## [What is expected]
Extract every line of the records that contains the string "shed", copying each one unchanged.

■ ■ ■

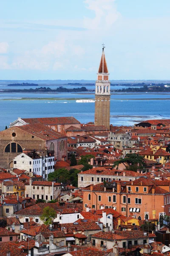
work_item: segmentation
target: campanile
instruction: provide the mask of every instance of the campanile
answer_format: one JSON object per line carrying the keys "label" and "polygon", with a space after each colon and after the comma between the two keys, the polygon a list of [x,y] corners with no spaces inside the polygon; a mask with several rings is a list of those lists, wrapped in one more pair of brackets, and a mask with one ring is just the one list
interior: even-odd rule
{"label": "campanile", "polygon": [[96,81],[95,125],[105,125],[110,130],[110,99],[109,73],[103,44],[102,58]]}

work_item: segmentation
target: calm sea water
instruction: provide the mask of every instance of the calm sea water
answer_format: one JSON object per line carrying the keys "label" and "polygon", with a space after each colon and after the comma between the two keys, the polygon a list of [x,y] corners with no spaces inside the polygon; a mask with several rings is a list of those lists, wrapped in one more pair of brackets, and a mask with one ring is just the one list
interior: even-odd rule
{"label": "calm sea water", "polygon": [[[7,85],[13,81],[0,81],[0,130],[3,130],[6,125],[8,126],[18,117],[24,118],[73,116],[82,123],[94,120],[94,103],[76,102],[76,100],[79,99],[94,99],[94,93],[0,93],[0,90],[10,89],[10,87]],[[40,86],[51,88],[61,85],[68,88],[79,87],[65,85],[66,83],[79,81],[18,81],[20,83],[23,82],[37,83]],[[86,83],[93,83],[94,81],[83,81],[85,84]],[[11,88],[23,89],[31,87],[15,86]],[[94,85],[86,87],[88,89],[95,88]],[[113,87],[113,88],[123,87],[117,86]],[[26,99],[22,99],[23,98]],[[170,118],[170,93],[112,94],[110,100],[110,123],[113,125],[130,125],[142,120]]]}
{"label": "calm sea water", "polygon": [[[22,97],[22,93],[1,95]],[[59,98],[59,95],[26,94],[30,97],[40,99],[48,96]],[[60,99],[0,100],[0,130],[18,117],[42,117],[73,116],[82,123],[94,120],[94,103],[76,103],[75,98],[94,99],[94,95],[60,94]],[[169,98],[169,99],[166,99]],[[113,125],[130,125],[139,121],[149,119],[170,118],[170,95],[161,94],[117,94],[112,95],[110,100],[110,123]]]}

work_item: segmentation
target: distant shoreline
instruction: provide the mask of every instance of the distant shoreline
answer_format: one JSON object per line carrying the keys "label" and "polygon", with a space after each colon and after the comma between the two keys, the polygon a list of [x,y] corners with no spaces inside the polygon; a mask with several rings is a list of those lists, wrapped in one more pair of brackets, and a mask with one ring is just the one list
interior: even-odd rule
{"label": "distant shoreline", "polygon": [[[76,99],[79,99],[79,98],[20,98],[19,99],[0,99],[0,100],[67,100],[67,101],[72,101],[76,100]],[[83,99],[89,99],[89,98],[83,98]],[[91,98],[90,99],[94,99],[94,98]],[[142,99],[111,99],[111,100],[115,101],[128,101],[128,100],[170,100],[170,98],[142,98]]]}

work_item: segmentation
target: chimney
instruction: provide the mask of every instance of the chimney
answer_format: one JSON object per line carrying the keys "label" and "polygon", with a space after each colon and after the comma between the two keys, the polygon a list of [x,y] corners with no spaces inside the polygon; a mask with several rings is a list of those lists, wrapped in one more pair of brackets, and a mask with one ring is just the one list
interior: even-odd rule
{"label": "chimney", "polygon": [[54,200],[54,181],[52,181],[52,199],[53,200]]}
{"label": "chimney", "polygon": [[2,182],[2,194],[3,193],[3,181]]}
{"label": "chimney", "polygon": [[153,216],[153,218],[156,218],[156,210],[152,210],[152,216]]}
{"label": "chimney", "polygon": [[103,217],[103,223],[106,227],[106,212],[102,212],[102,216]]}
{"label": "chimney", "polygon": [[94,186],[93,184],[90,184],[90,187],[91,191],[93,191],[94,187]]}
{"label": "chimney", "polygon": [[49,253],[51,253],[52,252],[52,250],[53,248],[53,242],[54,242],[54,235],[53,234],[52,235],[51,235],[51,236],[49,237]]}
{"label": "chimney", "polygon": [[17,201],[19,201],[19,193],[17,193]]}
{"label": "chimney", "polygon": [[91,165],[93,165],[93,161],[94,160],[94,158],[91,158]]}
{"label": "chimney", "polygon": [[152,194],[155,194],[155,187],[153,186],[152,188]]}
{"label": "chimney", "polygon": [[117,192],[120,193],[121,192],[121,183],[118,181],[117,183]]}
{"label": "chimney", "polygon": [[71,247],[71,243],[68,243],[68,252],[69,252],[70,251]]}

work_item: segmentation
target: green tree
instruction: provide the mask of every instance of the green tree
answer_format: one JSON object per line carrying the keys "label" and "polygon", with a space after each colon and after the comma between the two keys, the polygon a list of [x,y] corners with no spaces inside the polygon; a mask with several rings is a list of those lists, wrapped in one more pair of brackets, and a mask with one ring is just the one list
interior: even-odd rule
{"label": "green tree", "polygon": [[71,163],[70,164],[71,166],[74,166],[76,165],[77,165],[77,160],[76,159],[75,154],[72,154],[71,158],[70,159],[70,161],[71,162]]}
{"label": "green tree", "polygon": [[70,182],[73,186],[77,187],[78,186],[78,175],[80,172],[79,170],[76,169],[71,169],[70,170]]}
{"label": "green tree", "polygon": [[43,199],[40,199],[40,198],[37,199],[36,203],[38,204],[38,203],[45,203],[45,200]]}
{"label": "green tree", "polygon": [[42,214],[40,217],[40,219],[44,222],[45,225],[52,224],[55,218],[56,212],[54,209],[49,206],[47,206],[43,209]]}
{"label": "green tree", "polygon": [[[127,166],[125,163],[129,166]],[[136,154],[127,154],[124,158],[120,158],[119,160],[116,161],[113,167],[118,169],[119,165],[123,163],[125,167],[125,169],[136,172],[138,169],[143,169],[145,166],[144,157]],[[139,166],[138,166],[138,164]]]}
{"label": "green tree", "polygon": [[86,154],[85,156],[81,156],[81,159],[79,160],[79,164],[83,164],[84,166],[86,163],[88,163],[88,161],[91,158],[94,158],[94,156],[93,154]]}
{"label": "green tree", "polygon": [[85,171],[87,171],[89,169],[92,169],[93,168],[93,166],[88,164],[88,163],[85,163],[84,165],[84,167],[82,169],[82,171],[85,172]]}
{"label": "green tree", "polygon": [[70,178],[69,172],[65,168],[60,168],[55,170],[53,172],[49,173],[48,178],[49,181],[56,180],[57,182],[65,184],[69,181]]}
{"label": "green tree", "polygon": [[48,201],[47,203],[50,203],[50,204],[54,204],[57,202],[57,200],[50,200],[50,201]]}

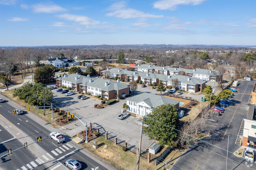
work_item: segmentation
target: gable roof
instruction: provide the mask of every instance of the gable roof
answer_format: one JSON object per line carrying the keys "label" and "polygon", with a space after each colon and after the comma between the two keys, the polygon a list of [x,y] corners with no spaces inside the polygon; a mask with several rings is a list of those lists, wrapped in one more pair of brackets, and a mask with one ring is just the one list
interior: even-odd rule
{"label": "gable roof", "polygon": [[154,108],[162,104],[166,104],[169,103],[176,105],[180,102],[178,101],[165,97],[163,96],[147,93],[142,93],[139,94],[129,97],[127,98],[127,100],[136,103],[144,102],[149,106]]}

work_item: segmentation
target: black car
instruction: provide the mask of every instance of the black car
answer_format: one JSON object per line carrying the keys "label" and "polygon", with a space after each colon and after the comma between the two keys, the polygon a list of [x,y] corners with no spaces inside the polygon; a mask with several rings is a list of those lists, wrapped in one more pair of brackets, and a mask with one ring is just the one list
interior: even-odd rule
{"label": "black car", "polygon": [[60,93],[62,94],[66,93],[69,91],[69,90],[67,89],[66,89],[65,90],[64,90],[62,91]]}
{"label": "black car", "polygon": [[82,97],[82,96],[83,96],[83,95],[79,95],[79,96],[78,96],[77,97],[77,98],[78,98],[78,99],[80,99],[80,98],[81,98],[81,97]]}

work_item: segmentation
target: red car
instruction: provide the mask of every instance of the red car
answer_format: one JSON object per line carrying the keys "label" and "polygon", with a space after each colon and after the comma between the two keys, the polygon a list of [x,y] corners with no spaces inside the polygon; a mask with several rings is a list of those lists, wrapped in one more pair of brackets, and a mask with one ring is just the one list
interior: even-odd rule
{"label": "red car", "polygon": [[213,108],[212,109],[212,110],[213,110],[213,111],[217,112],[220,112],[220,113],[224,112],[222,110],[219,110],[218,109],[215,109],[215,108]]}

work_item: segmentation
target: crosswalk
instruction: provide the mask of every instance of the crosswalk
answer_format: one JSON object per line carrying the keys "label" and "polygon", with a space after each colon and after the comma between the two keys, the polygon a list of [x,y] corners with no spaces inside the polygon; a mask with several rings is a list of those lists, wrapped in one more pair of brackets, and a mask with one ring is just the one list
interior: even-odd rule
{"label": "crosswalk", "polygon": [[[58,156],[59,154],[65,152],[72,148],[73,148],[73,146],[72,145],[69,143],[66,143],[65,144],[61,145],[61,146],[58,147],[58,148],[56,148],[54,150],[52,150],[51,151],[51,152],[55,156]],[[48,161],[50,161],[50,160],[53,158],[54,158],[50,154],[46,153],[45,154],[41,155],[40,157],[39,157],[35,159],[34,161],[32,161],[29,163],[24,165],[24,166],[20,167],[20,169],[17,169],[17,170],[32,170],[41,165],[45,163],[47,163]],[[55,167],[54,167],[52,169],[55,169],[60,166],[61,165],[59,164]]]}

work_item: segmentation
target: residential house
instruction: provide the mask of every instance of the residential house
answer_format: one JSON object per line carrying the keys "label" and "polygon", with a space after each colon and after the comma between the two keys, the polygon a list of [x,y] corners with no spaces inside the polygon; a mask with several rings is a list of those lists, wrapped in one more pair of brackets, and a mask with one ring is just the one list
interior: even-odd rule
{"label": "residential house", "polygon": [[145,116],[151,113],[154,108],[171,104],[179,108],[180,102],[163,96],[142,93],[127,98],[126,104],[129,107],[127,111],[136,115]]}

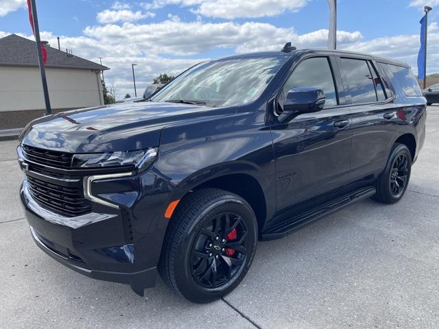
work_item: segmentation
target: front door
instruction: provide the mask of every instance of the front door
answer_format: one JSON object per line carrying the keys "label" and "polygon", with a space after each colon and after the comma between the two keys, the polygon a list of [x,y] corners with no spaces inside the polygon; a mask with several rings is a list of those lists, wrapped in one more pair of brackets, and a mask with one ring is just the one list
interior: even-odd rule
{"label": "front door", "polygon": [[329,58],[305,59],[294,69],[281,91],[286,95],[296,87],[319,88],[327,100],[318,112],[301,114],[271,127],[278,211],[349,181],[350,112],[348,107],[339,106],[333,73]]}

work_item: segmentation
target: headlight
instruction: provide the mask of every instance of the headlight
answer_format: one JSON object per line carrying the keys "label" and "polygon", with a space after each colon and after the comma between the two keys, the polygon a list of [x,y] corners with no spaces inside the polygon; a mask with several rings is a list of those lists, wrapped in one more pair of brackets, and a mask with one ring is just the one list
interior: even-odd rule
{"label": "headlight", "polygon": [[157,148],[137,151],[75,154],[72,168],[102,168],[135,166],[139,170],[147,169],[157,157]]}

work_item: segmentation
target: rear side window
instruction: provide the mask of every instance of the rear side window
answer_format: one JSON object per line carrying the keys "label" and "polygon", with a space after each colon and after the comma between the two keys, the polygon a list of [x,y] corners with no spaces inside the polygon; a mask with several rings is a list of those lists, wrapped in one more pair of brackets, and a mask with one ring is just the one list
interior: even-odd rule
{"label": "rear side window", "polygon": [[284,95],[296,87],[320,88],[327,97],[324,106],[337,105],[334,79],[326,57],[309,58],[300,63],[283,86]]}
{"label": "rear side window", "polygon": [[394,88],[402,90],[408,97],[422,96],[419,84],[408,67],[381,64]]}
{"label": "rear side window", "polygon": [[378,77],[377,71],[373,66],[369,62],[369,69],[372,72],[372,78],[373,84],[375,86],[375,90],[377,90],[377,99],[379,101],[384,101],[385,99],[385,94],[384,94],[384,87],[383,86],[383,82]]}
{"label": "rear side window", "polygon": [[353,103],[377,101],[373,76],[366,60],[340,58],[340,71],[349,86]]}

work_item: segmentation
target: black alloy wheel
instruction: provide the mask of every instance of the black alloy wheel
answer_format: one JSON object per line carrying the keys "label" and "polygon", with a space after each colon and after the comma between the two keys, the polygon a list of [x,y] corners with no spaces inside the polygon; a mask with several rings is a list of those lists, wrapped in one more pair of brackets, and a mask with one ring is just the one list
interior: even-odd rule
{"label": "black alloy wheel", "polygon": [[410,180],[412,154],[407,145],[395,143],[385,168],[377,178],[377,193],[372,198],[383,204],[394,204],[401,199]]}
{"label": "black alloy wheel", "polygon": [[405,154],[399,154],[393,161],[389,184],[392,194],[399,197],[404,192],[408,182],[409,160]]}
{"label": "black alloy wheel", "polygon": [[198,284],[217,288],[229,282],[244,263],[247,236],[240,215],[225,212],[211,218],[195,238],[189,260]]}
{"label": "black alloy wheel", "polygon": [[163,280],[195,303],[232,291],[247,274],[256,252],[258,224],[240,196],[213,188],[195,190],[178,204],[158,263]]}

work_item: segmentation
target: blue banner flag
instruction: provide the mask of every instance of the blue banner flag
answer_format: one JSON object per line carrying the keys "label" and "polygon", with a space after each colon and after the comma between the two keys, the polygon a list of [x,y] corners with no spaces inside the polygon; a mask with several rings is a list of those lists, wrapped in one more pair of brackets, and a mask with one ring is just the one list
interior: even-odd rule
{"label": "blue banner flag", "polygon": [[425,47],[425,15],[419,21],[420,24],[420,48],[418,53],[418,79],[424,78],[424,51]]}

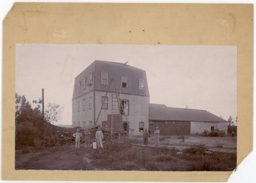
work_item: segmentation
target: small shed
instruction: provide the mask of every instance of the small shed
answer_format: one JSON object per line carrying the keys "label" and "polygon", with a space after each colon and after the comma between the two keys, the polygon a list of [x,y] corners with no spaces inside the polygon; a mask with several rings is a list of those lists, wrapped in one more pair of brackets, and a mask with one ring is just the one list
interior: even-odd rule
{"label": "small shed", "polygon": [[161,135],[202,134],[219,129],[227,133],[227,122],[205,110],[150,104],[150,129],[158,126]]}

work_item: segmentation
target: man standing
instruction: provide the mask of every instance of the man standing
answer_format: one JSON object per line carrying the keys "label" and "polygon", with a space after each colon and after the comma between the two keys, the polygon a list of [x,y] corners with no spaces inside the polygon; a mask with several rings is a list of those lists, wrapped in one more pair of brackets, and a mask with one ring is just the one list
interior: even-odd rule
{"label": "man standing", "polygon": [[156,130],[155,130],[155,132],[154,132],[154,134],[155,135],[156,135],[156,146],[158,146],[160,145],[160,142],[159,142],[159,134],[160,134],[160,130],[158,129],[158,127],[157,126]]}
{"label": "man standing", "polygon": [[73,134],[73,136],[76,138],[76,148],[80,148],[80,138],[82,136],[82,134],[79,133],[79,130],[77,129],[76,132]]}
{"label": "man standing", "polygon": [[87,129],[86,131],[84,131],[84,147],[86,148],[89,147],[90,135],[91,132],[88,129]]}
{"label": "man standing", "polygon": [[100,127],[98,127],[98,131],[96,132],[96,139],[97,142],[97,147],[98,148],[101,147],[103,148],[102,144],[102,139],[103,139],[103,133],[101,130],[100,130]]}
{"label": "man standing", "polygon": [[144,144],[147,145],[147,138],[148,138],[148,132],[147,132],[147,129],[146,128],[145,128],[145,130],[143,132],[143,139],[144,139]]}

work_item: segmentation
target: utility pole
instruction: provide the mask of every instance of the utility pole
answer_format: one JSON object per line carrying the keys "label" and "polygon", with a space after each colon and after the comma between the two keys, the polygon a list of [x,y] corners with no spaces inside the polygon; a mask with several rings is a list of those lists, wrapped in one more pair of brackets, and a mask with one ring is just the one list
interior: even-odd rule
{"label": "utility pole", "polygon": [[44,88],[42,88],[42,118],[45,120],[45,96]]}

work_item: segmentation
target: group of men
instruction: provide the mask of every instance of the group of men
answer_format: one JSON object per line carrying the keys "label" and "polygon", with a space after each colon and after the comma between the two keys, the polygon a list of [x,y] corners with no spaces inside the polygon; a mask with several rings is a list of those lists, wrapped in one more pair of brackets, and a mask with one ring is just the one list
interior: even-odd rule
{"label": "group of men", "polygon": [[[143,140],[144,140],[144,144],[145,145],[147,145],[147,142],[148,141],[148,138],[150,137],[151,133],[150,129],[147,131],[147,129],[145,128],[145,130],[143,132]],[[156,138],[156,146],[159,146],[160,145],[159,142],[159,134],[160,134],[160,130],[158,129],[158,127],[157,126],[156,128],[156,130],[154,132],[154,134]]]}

■ ■ ■

## [Right answer]
target: small shed
instruction: provide the mask of every instance of the small shed
{"label": "small shed", "polygon": [[161,135],[202,134],[219,129],[227,133],[227,122],[205,110],[150,104],[150,129],[158,126]]}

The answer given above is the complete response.